:: The request ::
Return every line below that contains the word "style", treating uppercase and lowercase letters as distinct.

:: Extracted entries ::
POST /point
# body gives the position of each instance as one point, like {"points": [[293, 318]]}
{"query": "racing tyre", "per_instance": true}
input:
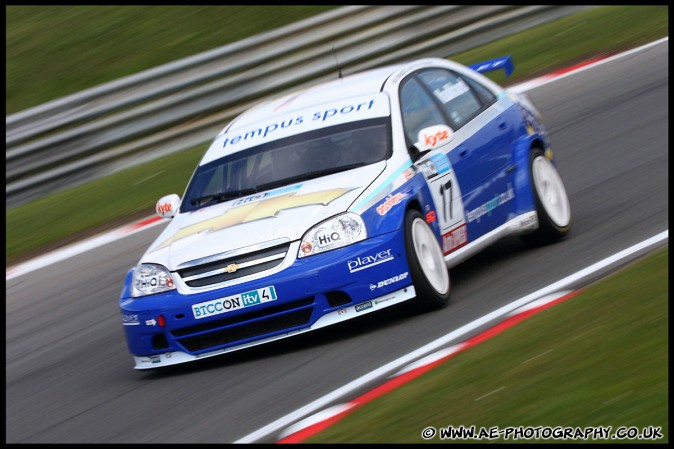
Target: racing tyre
{"points": [[552, 202], [430, 275]]}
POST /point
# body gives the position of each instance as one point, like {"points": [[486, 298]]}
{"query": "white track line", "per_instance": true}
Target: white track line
{"points": [[401, 362], [78, 248]]}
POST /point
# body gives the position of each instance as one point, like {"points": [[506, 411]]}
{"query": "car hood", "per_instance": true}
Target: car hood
{"points": [[281, 214]]}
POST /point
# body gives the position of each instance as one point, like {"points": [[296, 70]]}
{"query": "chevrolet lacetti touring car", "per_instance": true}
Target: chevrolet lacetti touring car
{"points": [[340, 200]]}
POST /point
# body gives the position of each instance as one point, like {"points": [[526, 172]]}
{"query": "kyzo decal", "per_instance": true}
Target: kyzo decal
{"points": [[267, 208]]}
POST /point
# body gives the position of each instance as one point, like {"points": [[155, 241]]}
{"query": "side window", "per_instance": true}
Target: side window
{"points": [[457, 99], [418, 110]]}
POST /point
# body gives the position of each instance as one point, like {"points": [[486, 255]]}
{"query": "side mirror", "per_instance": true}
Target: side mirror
{"points": [[167, 206]]}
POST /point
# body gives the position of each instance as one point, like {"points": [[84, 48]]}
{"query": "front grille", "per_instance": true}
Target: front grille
{"points": [[234, 267], [286, 319]]}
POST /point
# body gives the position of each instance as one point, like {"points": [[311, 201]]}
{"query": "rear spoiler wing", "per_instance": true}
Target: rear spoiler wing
{"points": [[504, 62]]}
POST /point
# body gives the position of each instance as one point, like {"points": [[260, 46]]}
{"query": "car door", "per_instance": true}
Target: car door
{"points": [[479, 154]]}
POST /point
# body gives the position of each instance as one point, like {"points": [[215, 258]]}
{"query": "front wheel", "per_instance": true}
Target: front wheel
{"points": [[552, 202], [430, 275]]}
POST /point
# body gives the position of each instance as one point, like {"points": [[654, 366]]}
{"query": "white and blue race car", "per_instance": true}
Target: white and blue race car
{"points": [[340, 200]]}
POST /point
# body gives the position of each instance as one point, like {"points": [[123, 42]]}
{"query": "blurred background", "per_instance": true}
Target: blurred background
{"points": [[108, 108]]}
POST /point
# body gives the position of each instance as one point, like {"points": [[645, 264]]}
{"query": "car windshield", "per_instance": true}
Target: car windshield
{"points": [[292, 159]]}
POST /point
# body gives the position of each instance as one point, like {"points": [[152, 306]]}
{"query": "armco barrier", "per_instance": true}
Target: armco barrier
{"points": [[185, 103]]}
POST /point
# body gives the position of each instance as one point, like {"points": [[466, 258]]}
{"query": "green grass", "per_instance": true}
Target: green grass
{"points": [[602, 30], [53, 51], [597, 359], [85, 208]]}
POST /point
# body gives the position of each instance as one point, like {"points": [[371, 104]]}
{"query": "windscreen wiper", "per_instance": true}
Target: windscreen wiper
{"points": [[222, 196]]}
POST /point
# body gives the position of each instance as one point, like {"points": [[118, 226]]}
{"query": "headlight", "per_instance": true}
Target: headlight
{"points": [[333, 233], [149, 279]]}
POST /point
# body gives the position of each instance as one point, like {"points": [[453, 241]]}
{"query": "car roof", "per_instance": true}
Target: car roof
{"points": [[358, 84]]}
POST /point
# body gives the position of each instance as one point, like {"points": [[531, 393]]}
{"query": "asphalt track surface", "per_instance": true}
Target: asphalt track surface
{"points": [[70, 378]]}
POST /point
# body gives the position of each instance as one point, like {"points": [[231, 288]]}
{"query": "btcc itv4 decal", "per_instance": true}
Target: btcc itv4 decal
{"points": [[234, 302]]}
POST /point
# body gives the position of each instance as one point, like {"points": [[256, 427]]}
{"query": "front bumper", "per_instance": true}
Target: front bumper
{"points": [[311, 293]]}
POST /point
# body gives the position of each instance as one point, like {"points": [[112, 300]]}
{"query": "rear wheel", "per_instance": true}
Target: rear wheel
{"points": [[430, 275], [552, 202]]}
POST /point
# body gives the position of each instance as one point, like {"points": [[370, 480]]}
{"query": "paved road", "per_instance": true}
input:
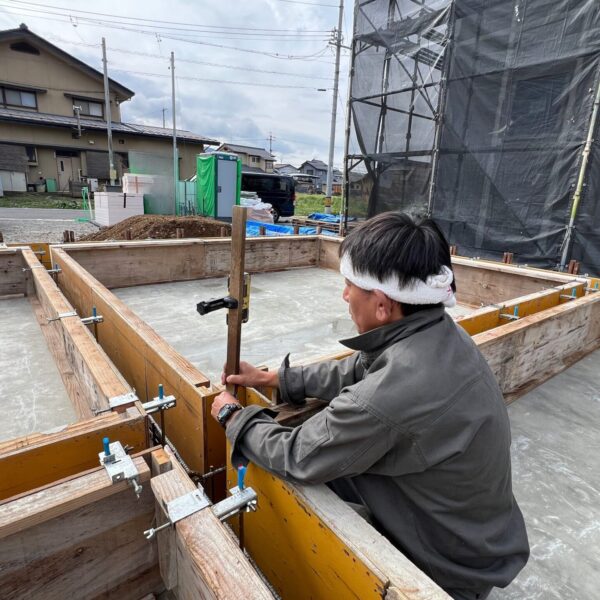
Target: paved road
{"points": [[44, 214], [42, 224]]}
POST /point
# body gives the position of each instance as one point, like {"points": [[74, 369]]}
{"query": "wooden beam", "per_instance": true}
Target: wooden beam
{"points": [[208, 562], [89, 376], [36, 460], [319, 547], [13, 280], [144, 359], [123, 264], [41, 506], [81, 539], [236, 291]]}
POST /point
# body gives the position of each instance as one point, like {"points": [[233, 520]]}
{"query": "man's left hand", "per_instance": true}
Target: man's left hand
{"points": [[220, 401]]}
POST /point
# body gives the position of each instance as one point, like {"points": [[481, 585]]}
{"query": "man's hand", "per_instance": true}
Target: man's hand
{"points": [[220, 401], [250, 376]]}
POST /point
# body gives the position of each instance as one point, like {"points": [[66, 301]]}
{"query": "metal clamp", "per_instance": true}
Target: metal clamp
{"points": [[61, 316], [119, 465], [193, 502]]}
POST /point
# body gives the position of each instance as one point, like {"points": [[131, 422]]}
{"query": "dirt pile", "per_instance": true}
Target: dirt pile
{"points": [[160, 227]]}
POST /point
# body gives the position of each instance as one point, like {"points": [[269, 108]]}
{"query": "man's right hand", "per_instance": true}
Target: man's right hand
{"points": [[250, 376]]}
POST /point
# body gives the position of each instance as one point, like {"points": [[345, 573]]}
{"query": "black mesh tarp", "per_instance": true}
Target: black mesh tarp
{"points": [[510, 121]]}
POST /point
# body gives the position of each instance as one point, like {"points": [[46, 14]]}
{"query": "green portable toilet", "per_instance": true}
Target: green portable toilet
{"points": [[218, 184]]}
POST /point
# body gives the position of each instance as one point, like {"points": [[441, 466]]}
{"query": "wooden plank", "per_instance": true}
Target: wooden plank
{"points": [[40, 249], [236, 291], [209, 562], [96, 550], [49, 503], [319, 547], [13, 280], [145, 360], [36, 460], [87, 372], [481, 283], [120, 264], [524, 353]]}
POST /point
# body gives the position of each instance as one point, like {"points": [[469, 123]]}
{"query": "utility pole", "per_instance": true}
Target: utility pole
{"points": [[338, 46], [112, 174], [175, 162]]}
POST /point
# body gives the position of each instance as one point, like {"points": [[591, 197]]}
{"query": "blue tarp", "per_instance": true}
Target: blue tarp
{"points": [[252, 229]]}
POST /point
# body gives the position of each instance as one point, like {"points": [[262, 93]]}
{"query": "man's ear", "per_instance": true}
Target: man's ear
{"points": [[384, 309]]}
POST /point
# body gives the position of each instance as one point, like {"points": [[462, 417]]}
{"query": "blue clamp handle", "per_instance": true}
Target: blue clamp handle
{"points": [[241, 477]]}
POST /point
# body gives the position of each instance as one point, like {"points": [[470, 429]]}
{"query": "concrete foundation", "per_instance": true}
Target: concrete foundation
{"points": [[300, 311], [556, 480], [32, 395]]}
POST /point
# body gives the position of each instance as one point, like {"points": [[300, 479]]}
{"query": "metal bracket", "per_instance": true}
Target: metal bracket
{"points": [[61, 316], [157, 404], [195, 501], [120, 467], [92, 319], [239, 500]]}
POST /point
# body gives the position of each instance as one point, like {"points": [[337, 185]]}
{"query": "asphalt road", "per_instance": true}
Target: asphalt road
{"points": [[25, 225], [44, 214]]}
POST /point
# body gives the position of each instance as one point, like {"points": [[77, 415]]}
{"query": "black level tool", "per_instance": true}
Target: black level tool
{"points": [[213, 304]]}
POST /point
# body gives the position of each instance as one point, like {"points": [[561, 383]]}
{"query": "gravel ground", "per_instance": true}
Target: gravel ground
{"points": [[41, 225]]}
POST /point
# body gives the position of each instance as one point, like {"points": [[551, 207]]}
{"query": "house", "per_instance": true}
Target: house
{"points": [[315, 167], [53, 124], [253, 159], [285, 169]]}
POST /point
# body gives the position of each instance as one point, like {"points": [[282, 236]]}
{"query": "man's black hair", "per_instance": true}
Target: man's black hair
{"points": [[392, 244]]}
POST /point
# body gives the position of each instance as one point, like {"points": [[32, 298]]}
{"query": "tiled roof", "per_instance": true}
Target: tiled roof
{"points": [[250, 150], [49, 120]]}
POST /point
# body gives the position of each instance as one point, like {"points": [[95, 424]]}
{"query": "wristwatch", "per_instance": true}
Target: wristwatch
{"points": [[225, 413]]}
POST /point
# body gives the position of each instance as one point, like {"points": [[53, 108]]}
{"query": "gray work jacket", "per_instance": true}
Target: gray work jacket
{"points": [[417, 420]]}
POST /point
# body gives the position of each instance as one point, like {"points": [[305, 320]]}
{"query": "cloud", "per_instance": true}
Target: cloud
{"points": [[284, 44]]}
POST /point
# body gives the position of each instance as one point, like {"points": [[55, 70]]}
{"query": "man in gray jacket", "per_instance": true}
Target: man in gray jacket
{"points": [[415, 430]]}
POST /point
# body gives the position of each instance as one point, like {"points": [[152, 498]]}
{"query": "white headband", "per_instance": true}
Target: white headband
{"points": [[436, 289]]}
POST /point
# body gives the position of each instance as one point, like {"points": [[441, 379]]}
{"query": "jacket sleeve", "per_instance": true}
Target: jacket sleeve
{"points": [[343, 440], [324, 380]]}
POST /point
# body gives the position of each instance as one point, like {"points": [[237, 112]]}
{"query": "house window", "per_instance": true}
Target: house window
{"points": [[31, 155], [12, 97], [90, 108]]}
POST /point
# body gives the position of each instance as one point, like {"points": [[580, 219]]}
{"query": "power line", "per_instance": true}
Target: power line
{"points": [[276, 55], [191, 61], [205, 80], [163, 22]]}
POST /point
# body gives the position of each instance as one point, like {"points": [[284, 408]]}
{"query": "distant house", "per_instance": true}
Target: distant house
{"points": [[315, 167], [253, 159], [53, 122], [285, 169]]}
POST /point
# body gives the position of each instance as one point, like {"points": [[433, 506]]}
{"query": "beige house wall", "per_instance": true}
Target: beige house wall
{"points": [[58, 77], [48, 139]]}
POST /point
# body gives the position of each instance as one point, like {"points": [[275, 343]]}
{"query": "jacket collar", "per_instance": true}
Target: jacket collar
{"points": [[373, 342]]}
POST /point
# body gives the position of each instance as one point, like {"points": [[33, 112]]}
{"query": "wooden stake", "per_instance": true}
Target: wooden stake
{"points": [[236, 290]]}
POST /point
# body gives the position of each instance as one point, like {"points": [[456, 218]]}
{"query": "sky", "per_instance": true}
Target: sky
{"points": [[244, 69]]}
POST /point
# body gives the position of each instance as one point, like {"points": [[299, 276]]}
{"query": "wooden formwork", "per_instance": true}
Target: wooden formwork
{"points": [[305, 540], [89, 379]]}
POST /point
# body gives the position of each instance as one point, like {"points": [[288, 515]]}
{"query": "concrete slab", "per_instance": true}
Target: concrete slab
{"points": [[32, 395], [300, 311], [556, 477]]}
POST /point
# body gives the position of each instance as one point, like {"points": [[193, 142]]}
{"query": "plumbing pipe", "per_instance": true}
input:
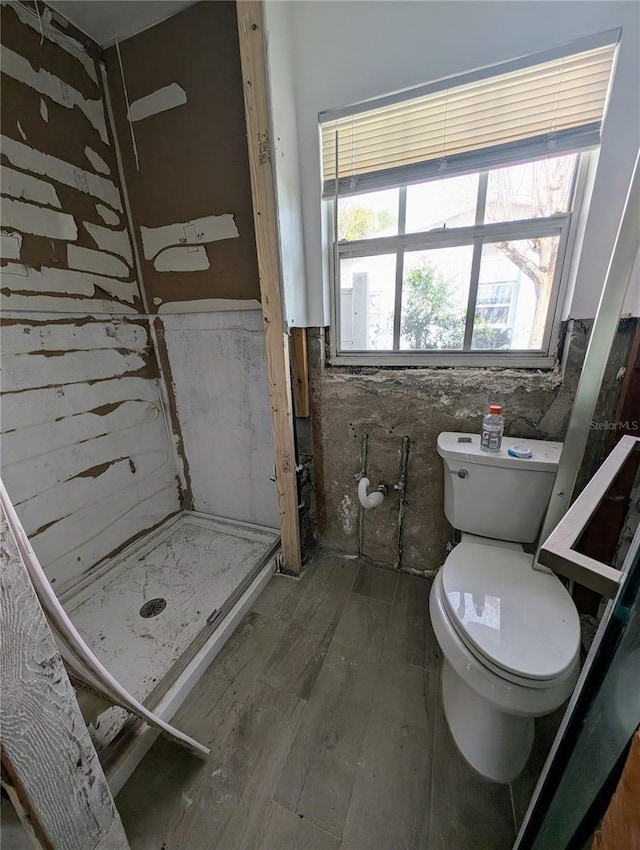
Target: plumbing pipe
{"points": [[368, 500], [363, 471], [401, 487]]}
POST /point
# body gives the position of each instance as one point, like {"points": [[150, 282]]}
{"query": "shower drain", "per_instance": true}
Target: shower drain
{"points": [[153, 607]]}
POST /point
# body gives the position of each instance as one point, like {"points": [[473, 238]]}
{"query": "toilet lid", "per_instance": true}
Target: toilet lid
{"points": [[520, 619]]}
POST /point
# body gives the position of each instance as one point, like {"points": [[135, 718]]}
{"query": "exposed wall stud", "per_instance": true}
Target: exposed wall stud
{"points": [[254, 79]]}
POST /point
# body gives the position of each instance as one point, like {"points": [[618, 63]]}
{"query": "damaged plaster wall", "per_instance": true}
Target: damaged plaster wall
{"points": [[85, 448], [420, 403], [185, 156], [186, 165]]}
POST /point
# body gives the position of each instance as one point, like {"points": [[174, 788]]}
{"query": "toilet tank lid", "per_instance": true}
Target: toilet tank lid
{"points": [[544, 453]]}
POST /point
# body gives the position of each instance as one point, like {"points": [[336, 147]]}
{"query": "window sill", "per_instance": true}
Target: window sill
{"points": [[448, 360]]}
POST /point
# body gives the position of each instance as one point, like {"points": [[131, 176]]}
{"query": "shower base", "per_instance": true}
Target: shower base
{"points": [[154, 613]]}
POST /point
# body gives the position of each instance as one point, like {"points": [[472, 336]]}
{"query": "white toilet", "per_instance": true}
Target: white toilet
{"points": [[509, 634]]}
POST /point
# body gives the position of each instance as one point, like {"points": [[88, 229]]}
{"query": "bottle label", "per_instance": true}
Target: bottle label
{"points": [[491, 440]]}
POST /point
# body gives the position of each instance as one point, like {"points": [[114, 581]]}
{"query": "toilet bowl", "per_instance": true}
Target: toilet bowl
{"points": [[509, 634], [510, 639]]}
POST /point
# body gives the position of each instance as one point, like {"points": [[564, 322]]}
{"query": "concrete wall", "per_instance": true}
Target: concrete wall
{"points": [[388, 405], [346, 52], [85, 450]]}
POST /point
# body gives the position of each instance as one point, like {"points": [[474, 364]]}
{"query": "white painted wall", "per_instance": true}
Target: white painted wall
{"points": [[86, 457], [280, 47], [344, 52], [219, 376]]}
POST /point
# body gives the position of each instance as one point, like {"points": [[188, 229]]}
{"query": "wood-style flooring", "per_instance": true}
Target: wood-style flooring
{"points": [[325, 723]]}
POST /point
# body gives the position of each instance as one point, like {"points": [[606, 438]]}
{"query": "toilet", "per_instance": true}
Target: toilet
{"points": [[509, 634]]}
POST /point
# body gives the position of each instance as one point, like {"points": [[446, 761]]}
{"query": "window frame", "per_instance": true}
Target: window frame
{"points": [[564, 225]]}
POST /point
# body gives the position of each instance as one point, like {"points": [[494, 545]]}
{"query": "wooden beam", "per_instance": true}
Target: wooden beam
{"points": [[256, 105], [300, 372], [49, 765]]}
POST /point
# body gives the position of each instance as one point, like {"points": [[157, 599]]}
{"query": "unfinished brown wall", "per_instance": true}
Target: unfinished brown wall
{"points": [[189, 185], [192, 168], [85, 452], [418, 403]]}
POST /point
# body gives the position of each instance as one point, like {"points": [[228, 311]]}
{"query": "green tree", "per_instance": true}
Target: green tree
{"points": [[431, 319]]}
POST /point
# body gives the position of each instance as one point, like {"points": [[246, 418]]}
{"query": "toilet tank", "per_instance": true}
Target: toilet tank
{"points": [[493, 494]]}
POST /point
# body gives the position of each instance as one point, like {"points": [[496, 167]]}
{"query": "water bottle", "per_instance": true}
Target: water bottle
{"points": [[492, 428]]}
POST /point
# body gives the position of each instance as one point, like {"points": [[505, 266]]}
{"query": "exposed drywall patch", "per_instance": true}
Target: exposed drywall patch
{"points": [[161, 100], [42, 81], [88, 260], [221, 398], [41, 221], [107, 215], [114, 241], [32, 370], [182, 259], [47, 508], [68, 400], [19, 302], [10, 244], [67, 282], [20, 185], [210, 228], [72, 336], [43, 25], [96, 160], [29, 159], [207, 305]]}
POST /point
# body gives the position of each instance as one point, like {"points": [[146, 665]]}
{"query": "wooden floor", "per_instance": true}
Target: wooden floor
{"points": [[326, 731]]}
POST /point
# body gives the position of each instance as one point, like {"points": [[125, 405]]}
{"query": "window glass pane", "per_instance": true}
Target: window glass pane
{"points": [[442, 202], [366, 216], [367, 298], [514, 288], [531, 190], [435, 293]]}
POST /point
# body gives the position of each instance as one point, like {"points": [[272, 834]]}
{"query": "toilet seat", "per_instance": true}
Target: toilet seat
{"points": [[518, 622]]}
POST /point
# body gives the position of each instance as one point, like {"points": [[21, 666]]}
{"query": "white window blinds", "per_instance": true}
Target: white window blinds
{"points": [[525, 109]]}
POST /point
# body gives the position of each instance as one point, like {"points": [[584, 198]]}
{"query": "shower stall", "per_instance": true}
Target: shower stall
{"points": [[137, 443]]}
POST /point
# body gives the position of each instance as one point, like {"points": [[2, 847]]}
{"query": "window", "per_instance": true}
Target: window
{"points": [[451, 211]]}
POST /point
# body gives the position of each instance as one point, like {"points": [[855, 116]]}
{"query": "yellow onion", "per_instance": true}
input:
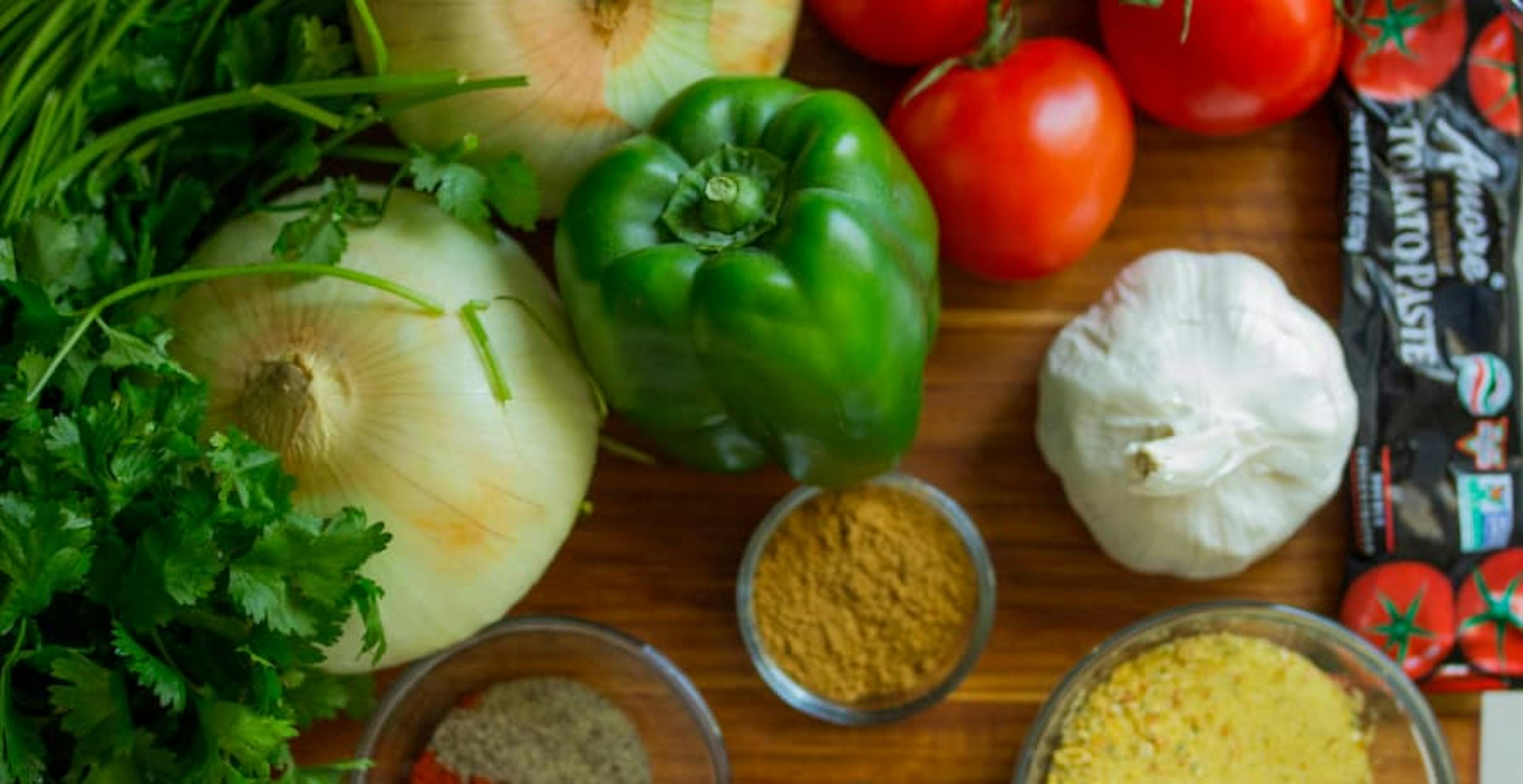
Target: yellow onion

:: Exercise result ::
{"query": "wood-style flooring", "per_instance": true}
Target: wood-style flooring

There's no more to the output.